What the task requires => A verbatim copy of all the data is required, minus any images.

[Saved entries]
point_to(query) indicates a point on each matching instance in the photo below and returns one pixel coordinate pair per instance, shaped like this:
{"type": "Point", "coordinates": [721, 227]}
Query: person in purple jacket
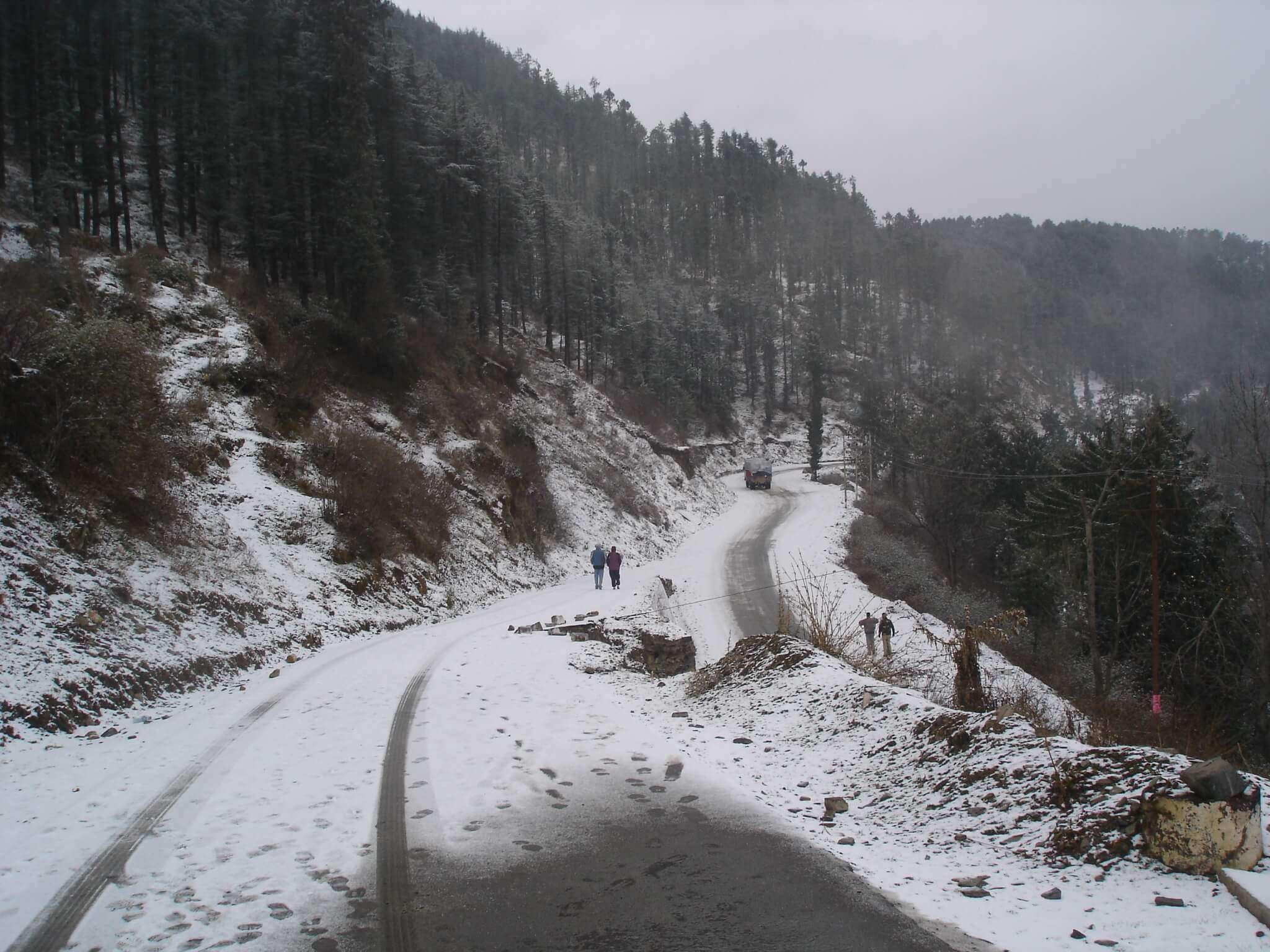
{"type": "Point", "coordinates": [615, 568]}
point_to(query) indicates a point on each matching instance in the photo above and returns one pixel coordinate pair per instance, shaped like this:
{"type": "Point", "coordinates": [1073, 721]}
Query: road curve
{"type": "Point", "coordinates": [393, 862]}
{"type": "Point", "coordinates": [748, 569]}
{"type": "Point", "coordinates": [625, 860]}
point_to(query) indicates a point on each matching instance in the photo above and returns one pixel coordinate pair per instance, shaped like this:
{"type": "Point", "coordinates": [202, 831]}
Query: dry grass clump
{"type": "Point", "coordinates": [751, 656]}
{"type": "Point", "coordinates": [611, 472]}
{"type": "Point", "coordinates": [381, 501]}
{"type": "Point", "coordinates": [895, 566]}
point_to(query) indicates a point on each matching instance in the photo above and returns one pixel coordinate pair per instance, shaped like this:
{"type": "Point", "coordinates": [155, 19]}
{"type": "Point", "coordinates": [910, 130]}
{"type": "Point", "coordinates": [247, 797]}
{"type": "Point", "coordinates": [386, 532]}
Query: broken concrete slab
{"type": "Point", "coordinates": [1214, 780]}
{"type": "Point", "coordinates": [1251, 890]}
{"type": "Point", "coordinates": [665, 656]}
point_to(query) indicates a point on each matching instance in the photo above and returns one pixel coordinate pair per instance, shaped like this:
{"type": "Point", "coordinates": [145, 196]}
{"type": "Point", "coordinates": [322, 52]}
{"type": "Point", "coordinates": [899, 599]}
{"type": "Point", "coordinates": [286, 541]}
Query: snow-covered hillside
{"type": "Point", "coordinates": [94, 617]}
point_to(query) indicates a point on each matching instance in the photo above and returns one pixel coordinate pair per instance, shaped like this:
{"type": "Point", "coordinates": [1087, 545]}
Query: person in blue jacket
{"type": "Point", "coordinates": [597, 563]}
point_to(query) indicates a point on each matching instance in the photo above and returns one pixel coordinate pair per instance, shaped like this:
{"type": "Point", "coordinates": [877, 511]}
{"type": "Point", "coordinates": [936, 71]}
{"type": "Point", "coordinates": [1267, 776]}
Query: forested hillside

Task result =>
point_to(query) indicates a point on each matching instance in the photo below and returns one pixel coordinate pair per instance, shaped like this:
{"type": "Point", "coordinates": [721, 227]}
Query: person in purple jacket
{"type": "Point", "coordinates": [615, 568]}
point_to(query) indicates a point on each matching instance in the photo above and returns one pixel coordinate pair per instance, shaped like this:
{"type": "Point", "coordinates": [1073, 721]}
Query: road curve
{"type": "Point", "coordinates": [393, 862]}
{"type": "Point", "coordinates": [748, 569]}
{"type": "Point", "coordinates": [625, 860]}
point_to(query) indicates a point on each matching instance in the photo above and returns one pixel coordinate pair per instance, shaped like this:
{"type": "Point", "coordinates": [202, 831]}
Query: dry grass clump
{"type": "Point", "coordinates": [751, 656]}
{"type": "Point", "coordinates": [611, 472]}
{"type": "Point", "coordinates": [381, 501]}
{"type": "Point", "coordinates": [895, 566]}
point_to(query) indicates a point on each matching instance in the photo above and returns one pixel coordinate pair per instance, shaped like this:
{"type": "Point", "coordinates": [155, 19]}
{"type": "Point", "coordinates": [910, 130]}
{"type": "Point", "coordinates": [247, 797]}
{"type": "Point", "coordinates": [386, 532]}
Query: broken concrete slab
{"type": "Point", "coordinates": [1214, 780]}
{"type": "Point", "coordinates": [1251, 890]}
{"type": "Point", "coordinates": [665, 656]}
point_to(query) indicates a point on each matching instance in the photo above and returns one pixel coordinate pair per instance, shaped like this:
{"type": "Point", "coordinates": [145, 196]}
{"type": "Point", "coordinates": [322, 52]}
{"type": "Point", "coordinates": [899, 599]}
{"type": "Point", "coordinates": [286, 541]}
Query: snow-covered hillside
{"type": "Point", "coordinates": [94, 617]}
point_to(query) indicates a point on each matching instance in the photo above and returns one pixel coordinate pair per instance, shaped like this:
{"type": "Point", "coordinates": [1087, 545]}
Query: person in blue jacket
{"type": "Point", "coordinates": [597, 563]}
point_to(query) indicates a point on each matching instance in the photo above and returns one pixel coordinate pair per instance, shaped like this:
{"type": "Point", "coordinates": [877, 511]}
{"type": "Point", "coordinates": [936, 71]}
{"type": "Point", "coordinates": [1267, 776]}
Query: forested hillside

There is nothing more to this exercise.